───── DATA FOR THIS EXERCISE
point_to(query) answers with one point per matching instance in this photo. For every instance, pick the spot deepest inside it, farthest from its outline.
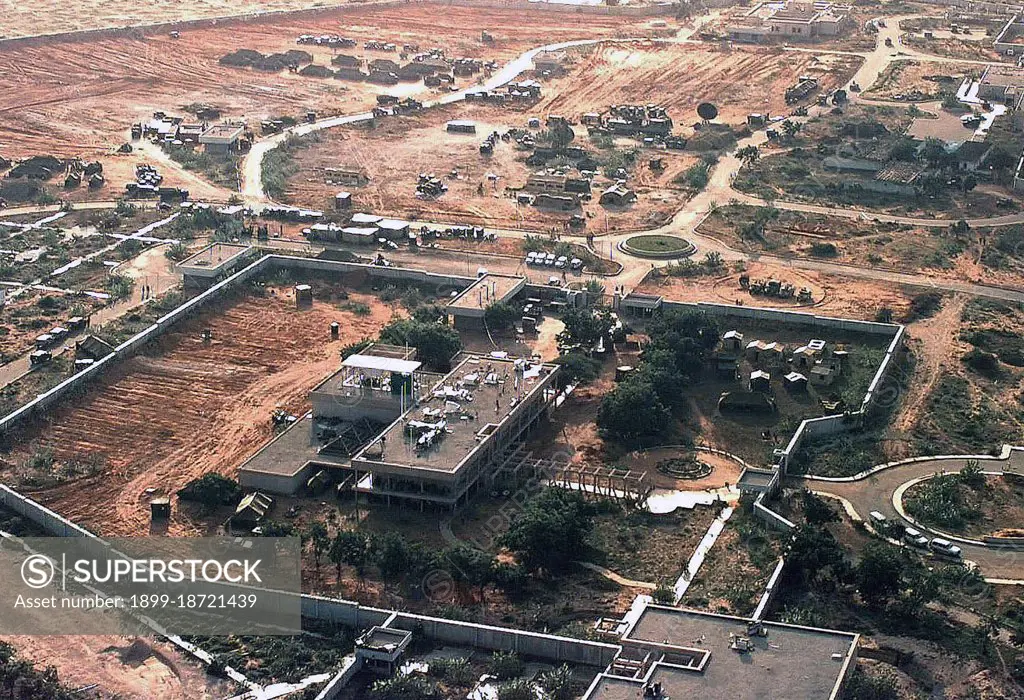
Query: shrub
(824, 250)
(664, 595)
(516, 690)
(578, 368)
(506, 665)
(212, 490)
(558, 683)
(457, 671)
(500, 316)
(984, 363)
(924, 305)
(404, 688)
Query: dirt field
(681, 76)
(970, 403)
(129, 668)
(397, 149)
(80, 97)
(843, 296)
(184, 408)
(912, 80)
(53, 17)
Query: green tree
(468, 565)
(749, 155)
(880, 572)
(586, 326)
(501, 316)
(351, 548)
(558, 683)
(435, 344)
(318, 540)
(633, 410)
(578, 368)
(393, 556)
(212, 490)
(552, 530)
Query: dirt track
(80, 97)
(186, 408)
(681, 76)
(397, 149)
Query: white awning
(381, 363)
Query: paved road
(718, 190)
(876, 492)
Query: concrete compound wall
(49, 521)
(769, 517)
(351, 614)
(615, 10)
(770, 591)
(559, 649)
(181, 26)
(132, 345)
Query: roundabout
(657, 247)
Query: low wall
(769, 516)
(351, 614)
(184, 25)
(135, 343)
(559, 649)
(52, 524)
(786, 316)
(615, 10)
(770, 591)
(349, 667)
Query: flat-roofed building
(449, 444)
(694, 654)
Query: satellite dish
(707, 111)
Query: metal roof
(381, 363)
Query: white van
(914, 538)
(944, 547)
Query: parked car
(944, 548)
(914, 538)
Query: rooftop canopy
(381, 363)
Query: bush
(435, 344)
(824, 250)
(664, 595)
(985, 363)
(558, 683)
(501, 316)
(505, 665)
(864, 687)
(578, 368)
(212, 490)
(404, 688)
(516, 690)
(457, 671)
(924, 305)
(551, 531)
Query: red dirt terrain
(79, 97)
(185, 408)
(679, 77)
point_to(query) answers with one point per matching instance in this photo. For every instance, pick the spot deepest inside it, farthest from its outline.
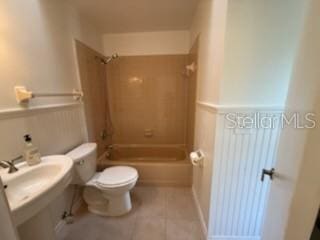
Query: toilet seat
(114, 177)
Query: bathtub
(158, 165)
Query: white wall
(260, 48)
(296, 194)
(208, 25)
(147, 43)
(37, 50)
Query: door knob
(270, 173)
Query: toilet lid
(115, 176)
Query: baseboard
(61, 224)
(203, 224)
(233, 238)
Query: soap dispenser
(31, 153)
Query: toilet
(107, 193)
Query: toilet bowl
(107, 193)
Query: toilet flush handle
(81, 162)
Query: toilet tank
(85, 161)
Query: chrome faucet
(10, 164)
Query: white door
(294, 194)
(7, 230)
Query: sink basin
(32, 188)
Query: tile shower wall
(152, 91)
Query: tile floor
(158, 214)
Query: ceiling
(119, 16)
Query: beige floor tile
(151, 201)
(180, 204)
(183, 230)
(157, 214)
(149, 229)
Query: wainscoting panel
(238, 196)
(54, 130)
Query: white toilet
(107, 193)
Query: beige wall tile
(148, 93)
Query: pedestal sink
(32, 188)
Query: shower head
(107, 60)
(113, 56)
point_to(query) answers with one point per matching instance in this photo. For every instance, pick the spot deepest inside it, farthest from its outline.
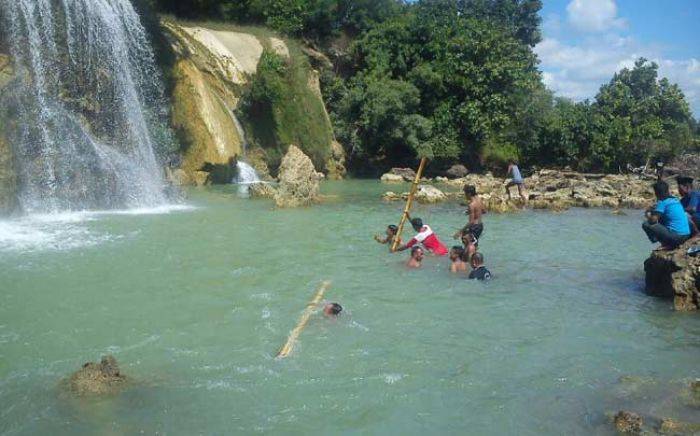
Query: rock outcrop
(675, 274)
(298, 180)
(97, 378)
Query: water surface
(194, 302)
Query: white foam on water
(67, 230)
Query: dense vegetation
(456, 80)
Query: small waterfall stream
(91, 114)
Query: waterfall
(90, 108)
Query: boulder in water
(299, 180)
(98, 378)
(675, 274)
(628, 422)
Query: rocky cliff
(675, 274)
(211, 73)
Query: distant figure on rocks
(457, 257)
(690, 200)
(516, 179)
(332, 309)
(425, 237)
(475, 210)
(479, 271)
(416, 259)
(391, 231)
(666, 222)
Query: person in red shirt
(426, 237)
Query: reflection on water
(195, 305)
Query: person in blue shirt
(666, 222)
(690, 200)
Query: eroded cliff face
(675, 274)
(211, 72)
(8, 182)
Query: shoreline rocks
(675, 274)
(298, 180)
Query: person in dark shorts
(479, 271)
(667, 222)
(475, 210)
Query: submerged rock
(299, 180)
(675, 274)
(98, 378)
(628, 422)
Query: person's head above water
(417, 253)
(456, 253)
(661, 190)
(685, 185)
(417, 224)
(332, 309)
(477, 260)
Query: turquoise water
(194, 303)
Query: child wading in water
(456, 256)
(391, 231)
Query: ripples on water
(196, 304)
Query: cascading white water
(90, 108)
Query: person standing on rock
(516, 180)
(475, 210)
(690, 199)
(666, 222)
(426, 237)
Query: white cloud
(594, 15)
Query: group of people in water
(672, 221)
(462, 257)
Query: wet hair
(336, 308)
(661, 189)
(470, 189)
(459, 250)
(417, 223)
(684, 181)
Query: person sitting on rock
(690, 200)
(391, 231)
(416, 259)
(475, 210)
(471, 245)
(666, 222)
(516, 180)
(456, 256)
(479, 271)
(332, 309)
(426, 237)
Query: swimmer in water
(416, 259)
(479, 271)
(458, 265)
(332, 309)
(391, 231)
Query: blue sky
(586, 41)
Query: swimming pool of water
(194, 302)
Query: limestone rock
(97, 378)
(628, 422)
(429, 194)
(675, 274)
(457, 171)
(261, 190)
(299, 181)
(392, 178)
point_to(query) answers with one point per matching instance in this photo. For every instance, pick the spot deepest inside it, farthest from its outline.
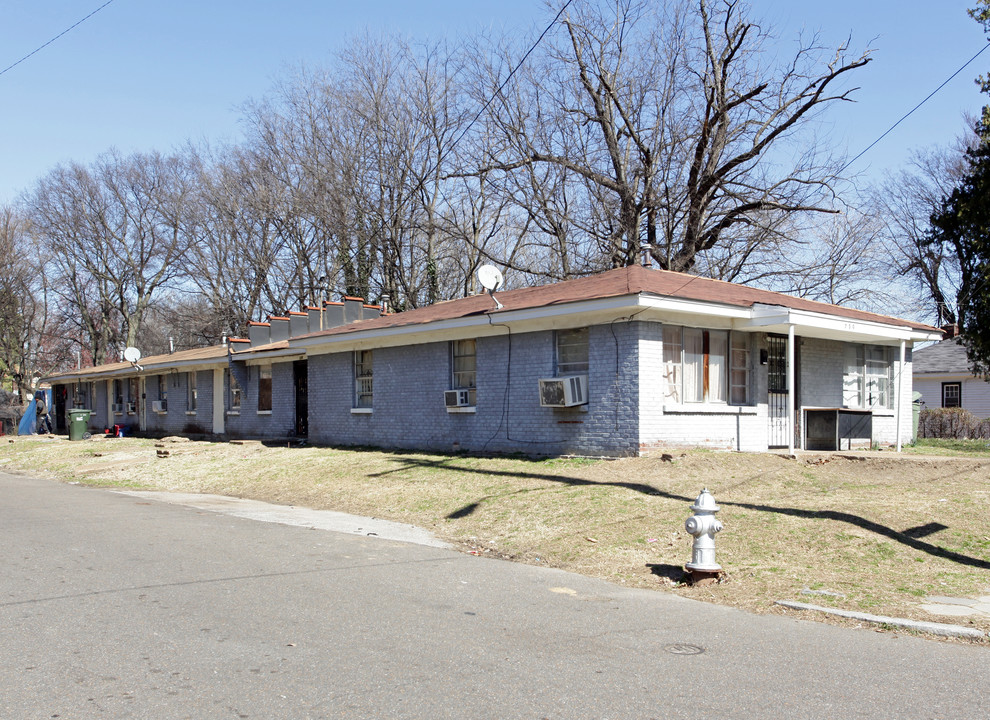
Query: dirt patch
(873, 532)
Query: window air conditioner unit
(564, 391)
(457, 398)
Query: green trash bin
(79, 424)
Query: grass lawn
(875, 535)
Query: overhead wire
(916, 107)
(68, 29)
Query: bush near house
(952, 424)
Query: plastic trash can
(79, 424)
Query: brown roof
(631, 280)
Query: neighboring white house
(943, 377)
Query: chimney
(353, 307)
(298, 323)
(370, 311)
(279, 328)
(333, 314)
(259, 333)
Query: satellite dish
(490, 277)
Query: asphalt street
(121, 606)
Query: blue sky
(144, 76)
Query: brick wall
(409, 411)
(280, 423)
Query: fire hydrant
(703, 526)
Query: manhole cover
(684, 649)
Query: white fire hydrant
(703, 526)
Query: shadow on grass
(674, 573)
(909, 537)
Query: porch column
(110, 398)
(790, 390)
(218, 401)
(900, 395)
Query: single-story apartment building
(620, 363)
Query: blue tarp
(29, 423)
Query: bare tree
(674, 126)
(905, 201)
(33, 342)
(114, 237)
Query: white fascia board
(145, 371)
(574, 314)
(812, 324)
(680, 306)
(268, 357)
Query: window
(132, 394)
(463, 362)
(265, 389)
(951, 394)
(192, 394)
(739, 369)
(868, 377)
(233, 391)
(80, 395)
(363, 381)
(572, 351)
(702, 366)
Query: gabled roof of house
(631, 280)
(943, 358)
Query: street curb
(941, 629)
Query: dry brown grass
(831, 524)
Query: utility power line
(42, 47)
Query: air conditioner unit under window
(457, 398)
(564, 391)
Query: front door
(777, 405)
(300, 380)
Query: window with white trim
(867, 379)
(705, 366)
(463, 367)
(192, 392)
(265, 388)
(133, 391)
(952, 394)
(571, 348)
(363, 380)
(233, 391)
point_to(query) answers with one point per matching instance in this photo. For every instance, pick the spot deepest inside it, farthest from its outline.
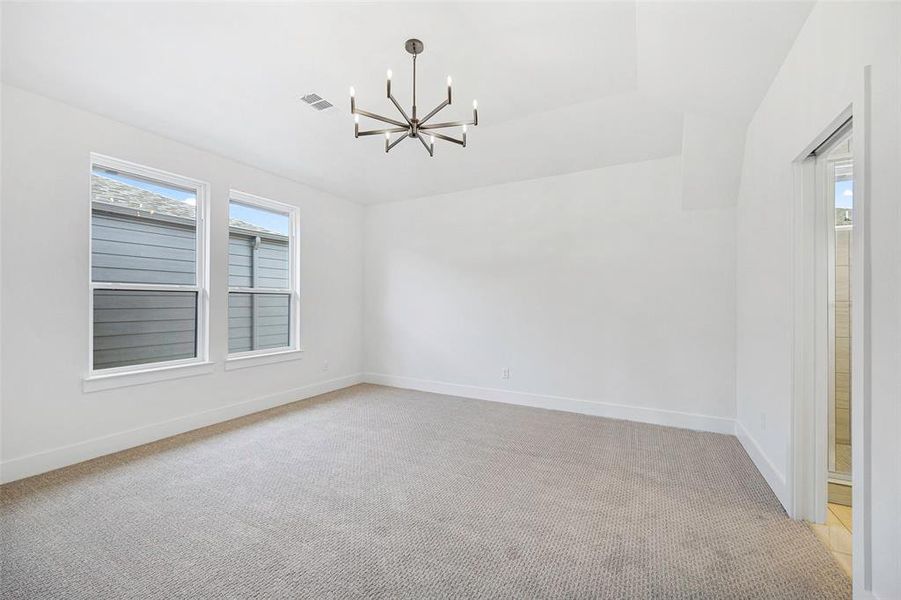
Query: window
(262, 279)
(148, 268)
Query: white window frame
(293, 349)
(165, 369)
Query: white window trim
(293, 350)
(156, 371)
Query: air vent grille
(317, 102)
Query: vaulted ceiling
(561, 87)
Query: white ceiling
(561, 87)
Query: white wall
(595, 289)
(48, 421)
(822, 75)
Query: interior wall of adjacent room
(823, 74)
(46, 186)
(596, 286)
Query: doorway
(834, 184)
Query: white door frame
(808, 446)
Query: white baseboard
(773, 476)
(48, 460)
(655, 416)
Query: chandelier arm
(427, 147)
(448, 124)
(448, 138)
(433, 113)
(383, 131)
(400, 110)
(380, 118)
(397, 141)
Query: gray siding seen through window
(258, 321)
(137, 327)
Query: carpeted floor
(378, 492)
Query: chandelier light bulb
(413, 125)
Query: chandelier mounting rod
(412, 126)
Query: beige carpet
(376, 492)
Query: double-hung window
(149, 300)
(263, 294)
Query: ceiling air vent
(317, 102)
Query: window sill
(94, 383)
(253, 360)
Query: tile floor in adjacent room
(836, 534)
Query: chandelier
(412, 126)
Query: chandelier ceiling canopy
(412, 126)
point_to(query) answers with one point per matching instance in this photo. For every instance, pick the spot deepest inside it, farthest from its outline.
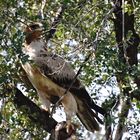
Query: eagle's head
(33, 32)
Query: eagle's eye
(34, 26)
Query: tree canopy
(101, 38)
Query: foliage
(86, 27)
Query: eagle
(51, 76)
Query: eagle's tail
(88, 118)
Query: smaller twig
(66, 91)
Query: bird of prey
(51, 76)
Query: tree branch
(36, 114)
(40, 116)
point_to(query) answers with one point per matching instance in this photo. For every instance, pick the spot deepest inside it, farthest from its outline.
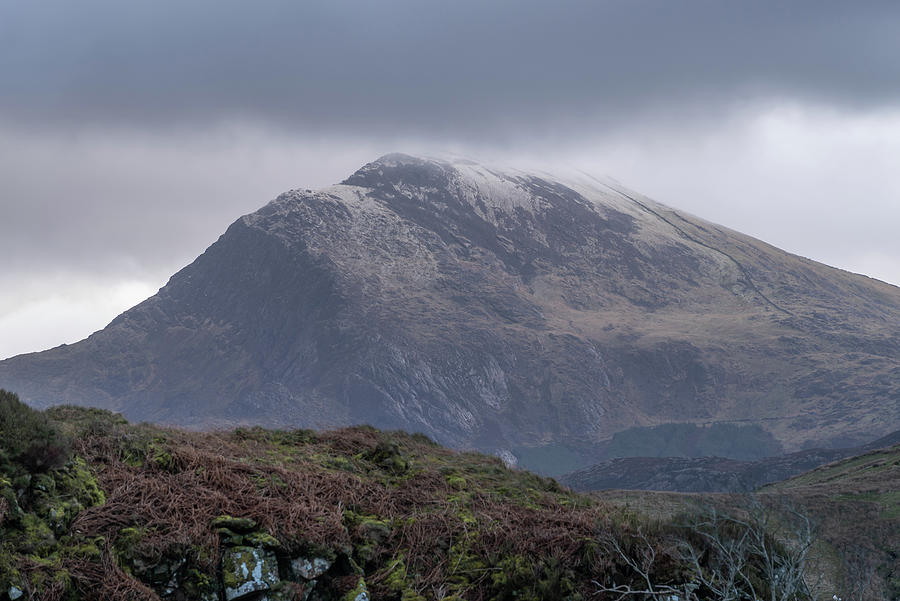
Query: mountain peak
(491, 308)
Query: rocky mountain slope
(492, 309)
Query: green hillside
(96, 508)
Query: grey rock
(248, 570)
(491, 309)
(310, 569)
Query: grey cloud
(469, 69)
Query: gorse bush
(27, 438)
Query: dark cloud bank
(467, 68)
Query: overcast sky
(133, 133)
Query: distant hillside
(853, 503)
(92, 507)
(708, 474)
(857, 501)
(494, 309)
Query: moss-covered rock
(248, 569)
(359, 593)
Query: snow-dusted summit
(495, 309)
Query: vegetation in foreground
(92, 507)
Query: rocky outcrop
(254, 566)
(492, 309)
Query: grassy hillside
(854, 505)
(96, 508)
(857, 501)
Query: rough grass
(421, 521)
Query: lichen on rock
(247, 570)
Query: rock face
(491, 309)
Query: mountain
(709, 474)
(493, 309)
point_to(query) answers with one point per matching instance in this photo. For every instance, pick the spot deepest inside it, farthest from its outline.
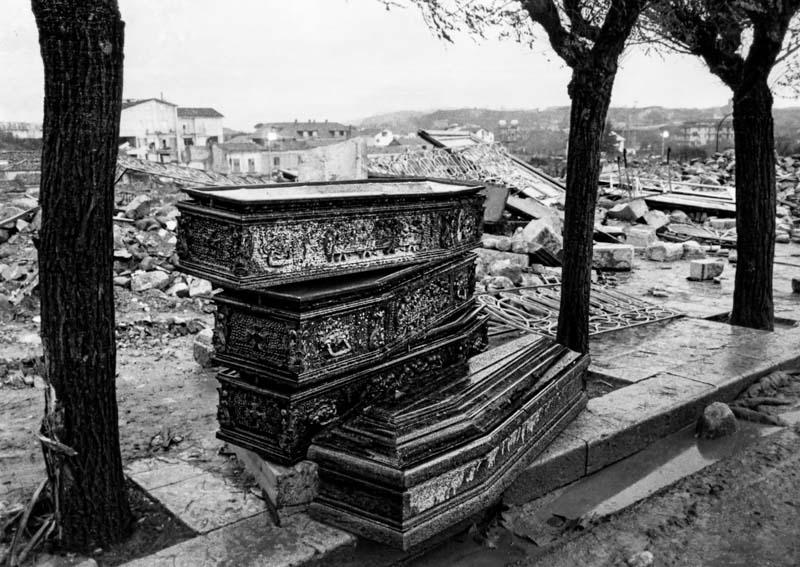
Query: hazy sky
(270, 60)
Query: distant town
(161, 131)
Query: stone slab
(255, 542)
(155, 473)
(563, 462)
(486, 256)
(295, 485)
(206, 502)
(612, 256)
(644, 412)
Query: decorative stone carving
(255, 414)
(448, 449)
(299, 334)
(253, 237)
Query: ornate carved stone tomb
(279, 423)
(402, 472)
(259, 236)
(301, 333)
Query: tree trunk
(81, 44)
(755, 205)
(590, 91)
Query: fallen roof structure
(185, 174)
(460, 155)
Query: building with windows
(298, 131)
(148, 129)
(200, 126)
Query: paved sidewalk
(665, 374)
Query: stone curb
(612, 427)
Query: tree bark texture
(590, 91)
(755, 204)
(81, 43)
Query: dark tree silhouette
(719, 32)
(589, 36)
(81, 44)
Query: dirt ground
(741, 512)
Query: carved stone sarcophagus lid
(258, 236)
(401, 473)
(279, 423)
(305, 332)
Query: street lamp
(271, 137)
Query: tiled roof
(198, 113)
(134, 101)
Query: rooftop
(198, 113)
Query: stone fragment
(178, 289)
(141, 281)
(678, 216)
(490, 242)
(486, 257)
(506, 269)
(707, 269)
(640, 236)
(138, 208)
(612, 256)
(717, 421)
(503, 244)
(541, 233)
(692, 250)
(199, 286)
(721, 224)
(498, 282)
(641, 559)
(656, 219)
(665, 251)
(630, 211)
(203, 347)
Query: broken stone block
(541, 233)
(486, 257)
(721, 224)
(708, 269)
(506, 269)
(503, 244)
(612, 256)
(199, 286)
(692, 250)
(498, 282)
(656, 219)
(178, 289)
(294, 485)
(141, 281)
(678, 216)
(717, 421)
(490, 242)
(203, 349)
(665, 251)
(138, 208)
(631, 211)
(640, 236)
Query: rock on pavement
(717, 421)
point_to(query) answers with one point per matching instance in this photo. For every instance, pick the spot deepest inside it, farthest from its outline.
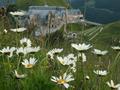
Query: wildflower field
(87, 59)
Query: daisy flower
(63, 80)
(25, 41)
(117, 48)
(19, 76)
(81, 47)
(8, 51)
(52, 52)
(19, 29)
(100, 72)
(112, 85)
(29, 63)
(99, 52)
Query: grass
(39, 76)
(23, 4)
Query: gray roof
(4, 3)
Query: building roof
(4, 3)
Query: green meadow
(39, 75)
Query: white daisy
(27, 50)
(99, 52)
(112, 85)
(5, 31)
(117, 48)
(19, 76)
(52, 52)
(63, 80)
(19, 29)
(100, 72)
(87, 77)
(29, 63)
(25, 41)
(8, 51)
(67, 60)
(84, 58)
(81, 47)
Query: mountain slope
(23, 4)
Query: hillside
(102, 11)
(23, 4)
(107, 37)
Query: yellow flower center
(61, 81)
(29, 66)
(62, 62)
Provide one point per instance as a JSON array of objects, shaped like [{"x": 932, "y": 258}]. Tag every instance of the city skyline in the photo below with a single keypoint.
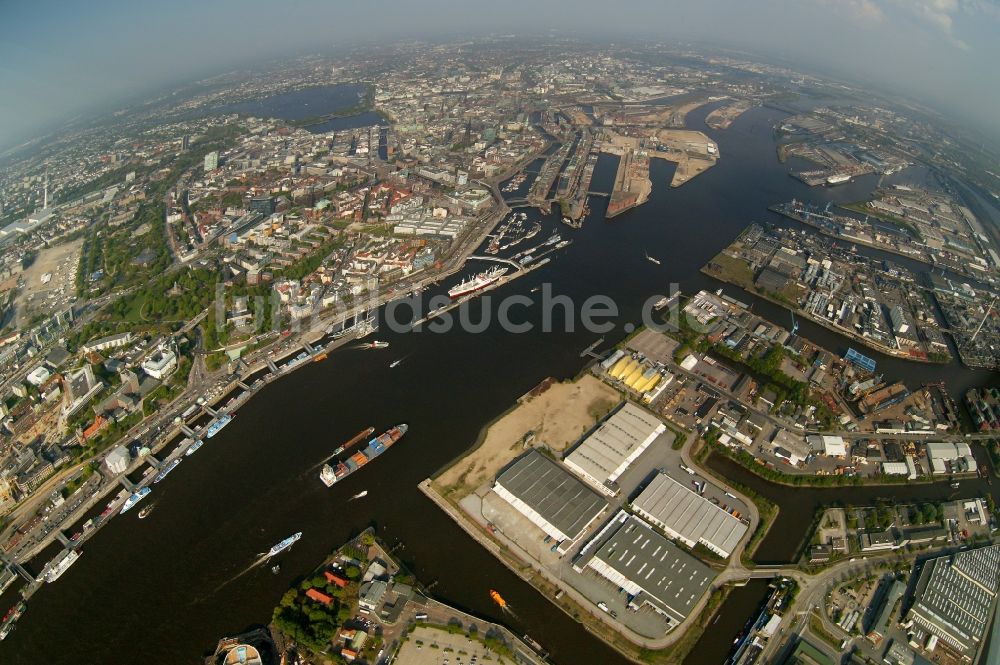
──────────
◆ THE EXERCISE ◆
Please display every line of the records that contains the word "unit".

◆ SOLUTION BELOW ◆
Query: window air conditioner unit
Query: air conditioner unit under window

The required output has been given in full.